● **DATA SUMBER**
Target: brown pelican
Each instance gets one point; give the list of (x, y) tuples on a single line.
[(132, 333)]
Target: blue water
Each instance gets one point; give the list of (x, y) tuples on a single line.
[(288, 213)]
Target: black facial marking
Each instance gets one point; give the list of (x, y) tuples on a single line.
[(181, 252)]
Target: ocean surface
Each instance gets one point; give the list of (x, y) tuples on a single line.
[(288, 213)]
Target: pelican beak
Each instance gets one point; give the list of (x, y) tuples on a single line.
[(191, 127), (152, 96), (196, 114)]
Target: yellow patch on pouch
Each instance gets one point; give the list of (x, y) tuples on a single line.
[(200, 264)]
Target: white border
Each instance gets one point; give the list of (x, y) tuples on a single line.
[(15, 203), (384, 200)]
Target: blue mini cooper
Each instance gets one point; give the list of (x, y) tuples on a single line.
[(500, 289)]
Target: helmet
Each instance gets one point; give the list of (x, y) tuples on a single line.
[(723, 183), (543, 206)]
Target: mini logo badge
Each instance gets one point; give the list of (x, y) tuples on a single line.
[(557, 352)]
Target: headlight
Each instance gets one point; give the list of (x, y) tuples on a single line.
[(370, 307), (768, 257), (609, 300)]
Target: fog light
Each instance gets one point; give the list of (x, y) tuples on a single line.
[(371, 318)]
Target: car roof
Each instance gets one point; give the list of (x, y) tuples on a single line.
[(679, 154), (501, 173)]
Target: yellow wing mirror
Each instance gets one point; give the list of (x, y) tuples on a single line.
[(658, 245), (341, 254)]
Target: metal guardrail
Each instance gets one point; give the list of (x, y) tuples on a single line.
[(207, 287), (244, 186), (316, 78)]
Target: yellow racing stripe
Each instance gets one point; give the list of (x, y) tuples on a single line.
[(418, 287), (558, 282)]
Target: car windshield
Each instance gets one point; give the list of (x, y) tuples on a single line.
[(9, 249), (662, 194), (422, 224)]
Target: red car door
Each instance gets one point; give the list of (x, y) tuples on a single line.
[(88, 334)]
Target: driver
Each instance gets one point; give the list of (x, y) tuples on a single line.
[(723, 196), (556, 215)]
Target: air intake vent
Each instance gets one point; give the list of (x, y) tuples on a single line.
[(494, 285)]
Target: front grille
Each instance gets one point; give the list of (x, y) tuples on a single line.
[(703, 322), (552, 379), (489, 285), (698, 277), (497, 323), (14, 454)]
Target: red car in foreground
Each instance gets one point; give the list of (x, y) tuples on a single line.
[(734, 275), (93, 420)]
--
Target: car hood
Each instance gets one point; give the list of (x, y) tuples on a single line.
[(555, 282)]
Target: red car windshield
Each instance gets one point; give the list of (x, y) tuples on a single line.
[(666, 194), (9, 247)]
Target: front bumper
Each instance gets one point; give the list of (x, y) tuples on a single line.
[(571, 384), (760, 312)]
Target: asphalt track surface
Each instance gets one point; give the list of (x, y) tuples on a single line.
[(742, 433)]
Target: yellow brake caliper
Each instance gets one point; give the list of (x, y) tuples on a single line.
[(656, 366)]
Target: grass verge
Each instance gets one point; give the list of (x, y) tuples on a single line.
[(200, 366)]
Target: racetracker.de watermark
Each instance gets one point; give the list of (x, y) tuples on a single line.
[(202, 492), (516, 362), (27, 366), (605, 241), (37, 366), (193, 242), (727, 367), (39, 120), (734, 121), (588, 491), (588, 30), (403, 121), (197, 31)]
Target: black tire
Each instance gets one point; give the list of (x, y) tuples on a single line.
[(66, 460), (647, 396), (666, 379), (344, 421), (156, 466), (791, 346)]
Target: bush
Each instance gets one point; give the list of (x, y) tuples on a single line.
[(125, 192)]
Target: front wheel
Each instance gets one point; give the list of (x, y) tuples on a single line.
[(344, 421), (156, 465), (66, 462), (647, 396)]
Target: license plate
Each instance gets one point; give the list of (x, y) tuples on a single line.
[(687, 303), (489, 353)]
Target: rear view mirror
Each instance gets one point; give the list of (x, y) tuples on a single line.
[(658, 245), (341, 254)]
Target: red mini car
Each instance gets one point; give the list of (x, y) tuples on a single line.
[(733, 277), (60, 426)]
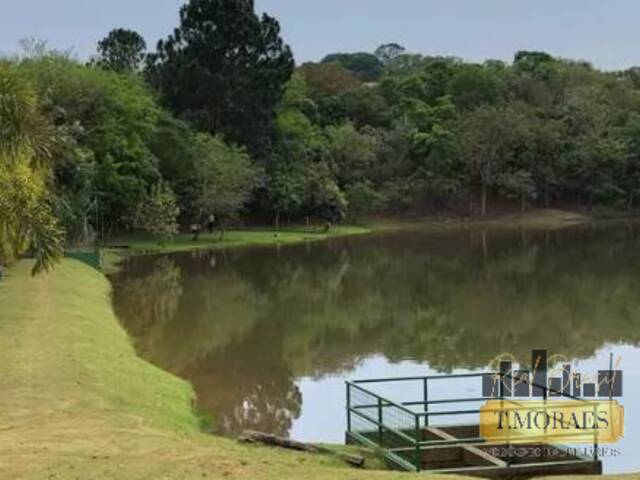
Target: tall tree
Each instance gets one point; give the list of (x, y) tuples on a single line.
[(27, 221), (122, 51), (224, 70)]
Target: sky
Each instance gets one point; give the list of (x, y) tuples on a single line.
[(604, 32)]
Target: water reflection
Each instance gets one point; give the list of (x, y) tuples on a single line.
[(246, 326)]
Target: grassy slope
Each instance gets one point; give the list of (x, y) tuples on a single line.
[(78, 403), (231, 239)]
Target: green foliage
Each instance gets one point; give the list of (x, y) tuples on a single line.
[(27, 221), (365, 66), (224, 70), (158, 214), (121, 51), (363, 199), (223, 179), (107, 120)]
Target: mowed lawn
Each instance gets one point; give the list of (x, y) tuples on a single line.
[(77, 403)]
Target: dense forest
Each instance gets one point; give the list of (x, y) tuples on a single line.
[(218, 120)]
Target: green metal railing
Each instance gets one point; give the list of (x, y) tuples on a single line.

● **PERINTAH**
Sajikan baris-baris daftar di atas sebagai tabel Markdown dengan kolom "No" untuk nomor urut dan "Isi" untuk teks baris. Mulai dari baris yang memuat "Target: fog light" sampai dengan baris yang memuat "[(9, 249), (662, 194), (422, 224)]", dan lewati baris kosong.

● **PENYELESAIAN SOAL**
| No | Isi |
|---|---|
| 1 | Target: fog light |
| 2 | Each instance gets one point; give the list of (x, y) tuples on a single line. |
| 3 | [(371, 318)] |
| 4 | Target: car roof |
| 5 | Each instance gets one point; give the list of (x, y) tuples on a single line. |
| 6 | [(679, 154), (501, 173)] |
| 7 | Target: yellow wing mirror |
| 8 | Each instance gets one point; give the list of (x, y) tuples on a single line. |
| 9 | [(658, 245), (341, 254)] |
| 10 | Target: metal guardrail |
| 11 | Each instance gets one point; give the list of (x, y) tuples on a single line. |
| 12 | [(207, 287), (244, 186), (316, 78)] |
| 13 | Target: yellow racing stripe |
| 14 | Each instance gets one point; give the list of (x, y) tuples on a single line. |
| 15 | [(418, 287), (558, 282)] |
| 16 | Target: car windshield |
| 17 | Each instance gets one point; give the list of (x, y) tuples on a single line. |
| 18 | [(9, 249), (662, 194), (422, 224)] |